### Task goal
Copy out, precisely as given, the lines from the line with "Each instance of the green" to the end of the entries that follow.
- - - - - - -
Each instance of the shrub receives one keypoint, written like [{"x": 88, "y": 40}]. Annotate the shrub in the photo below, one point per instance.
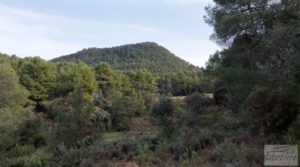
[
  {"x": 190, "y": 158},
  {"x": 145, "y": 155},
  {"x": 196, "y": 102},
  {"x": 271, "y": 110}
]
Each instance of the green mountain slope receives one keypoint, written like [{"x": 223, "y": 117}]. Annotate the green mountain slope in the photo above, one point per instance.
[{"x": 134, "y": 56}]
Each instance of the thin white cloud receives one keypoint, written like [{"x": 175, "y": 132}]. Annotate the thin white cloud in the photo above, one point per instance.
[{"x": 29, "y": 33}]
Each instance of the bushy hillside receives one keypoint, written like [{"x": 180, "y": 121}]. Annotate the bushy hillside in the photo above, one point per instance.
[{"x": 147, "y": 55}]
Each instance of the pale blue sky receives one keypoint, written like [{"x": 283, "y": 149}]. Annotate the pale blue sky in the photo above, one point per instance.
- - - - - - -
### Solution
Each instance of the green mountain slope receives one keypoint, written like [{"x": 223, "y": 117}]. Annotate the green mountain slope in the photo above, one point per instance.
[{"x": 134, "y": 56}]
Each instance of the thin white cloud receives one keypoint, written like [{"x": 175, "y": 132}]. Annotate the thin white cloud in the photo above, one point per instance.
[{"x": 29, "y": 33}]
Each instance of the bushy hillside receives one keypoint, written like [{"x": 180, "y": 121}]. Annotate the bushy hillside in the photo above, one point per instance.
[{"x": 147, "y": 55}]
Each instance of the pale blue sky receives one keypoint, written like [{"x": 283, "y": 149}]. Annotate the pale blue sky in the photo above, one point per instance.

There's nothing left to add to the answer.